**Problem set**:
• a. List every phrase in the Lords debate text below that begins with the words "the interests of", giving each one in full.
• b. Set down the passage of the Lords debate text below, from "My Lords, I am" up to and including "certificate of efficiency.", word for word.

----- Text under study -----

My Lords, I am sure it is the wish of every Member of your Lordships' House that consideration should be shown to ladies engaged in this honourable and useful profession, and that nothing should be done by this Bill to injure their position. It is however necessary that the interests of the public should be more adequately protected than the Bill at present does. I therefore venture to hope that when the Bill goes down to the other House it will be carefully considered there, so as to secure that unfit nurses are not allowed to continue to hold a certificate of efficiency.

LORD BALFOUR OF BURLEIGH

My Lords, I desire before we part from this Bill to say a few words in regard to it. I have not taken much part in the discussion of the Bill during any of its stages, but your Lordships may remember that earlier in the session, I made myself responsible for another Bill, which, on a division, did not meet with your Lordships' favour. I still think, though I am not going to re-argue the matter, that the policy foreshadowed in that Bill was wiser, both in the interests of the nursing profession and in the interests of the general public, than the proposal contained in this Bill; and if I could look into the heart of the Privy Council, I am confident I should find that, although they have taken a not altogether unfriendly interest in this Bill, the Privy Council—at any rate, the noble Lord who was Lord President of the Council at the time when the Bill for which I was responsible was before the House—largely share the opinion which I have just expressed.

----- Excerpted data -----

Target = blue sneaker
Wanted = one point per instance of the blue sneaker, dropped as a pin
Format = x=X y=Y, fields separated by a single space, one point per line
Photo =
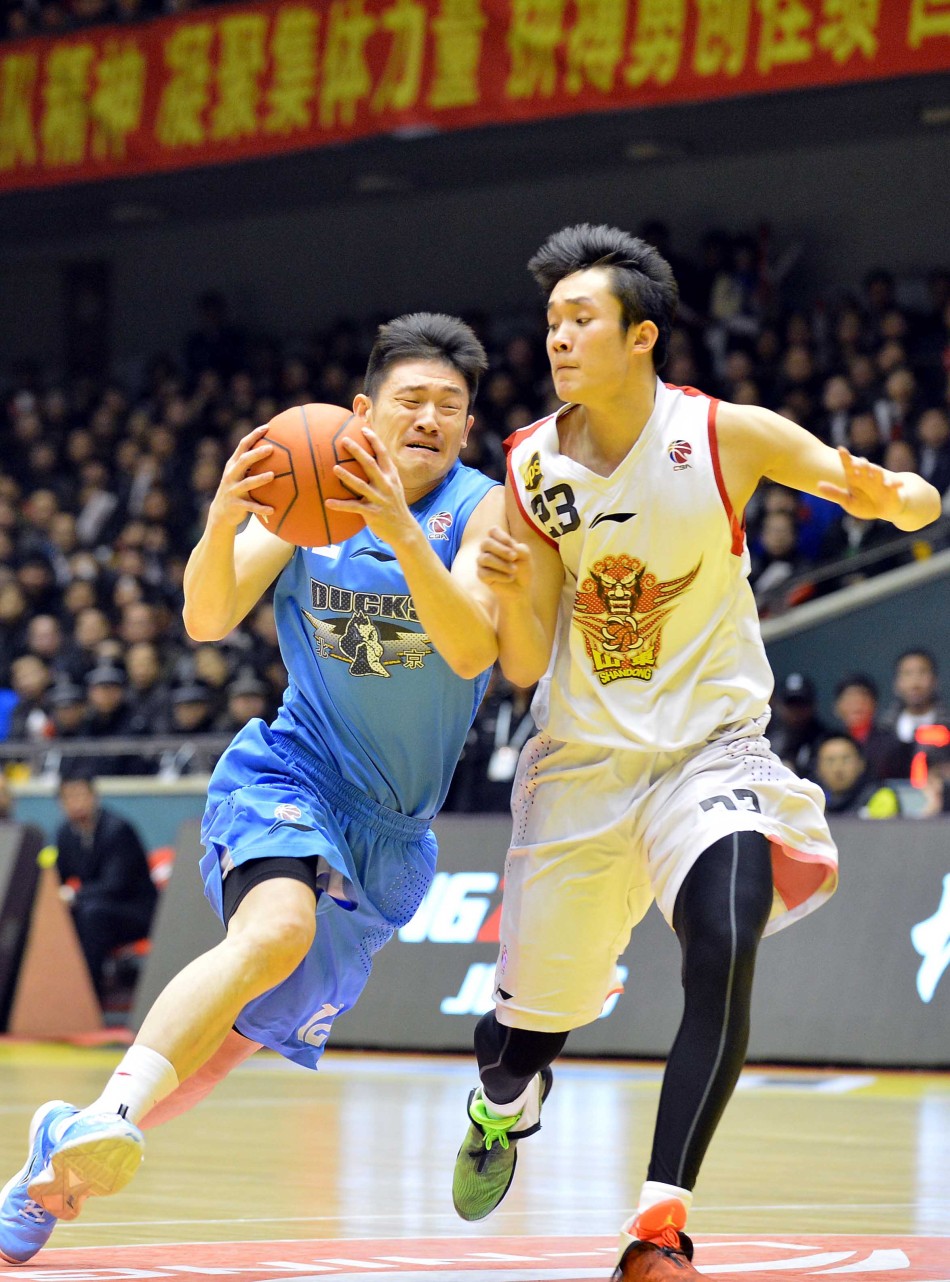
x=25 y=1226
x=94 y=1155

-----

**Outputs by task**:
• a.
the interests of the public
the interests of the nursing profession
the interests of the general public

• b.
My Lords, I am sure it is the wish of every Member of your Lordships' House that consideration should be shown to ladies engaged in this honourable and useful profession, and that nothing should be done by this Bill to injure their position. It is however necessary that the interests of the public should be more adequately protected than the Bill at present does. I therefore venture to hope that when the Bill goes down to the other House it will be carefully considered there, so as to secure that unfit nurses are not allowed to continue to hold a certificate of efficiency.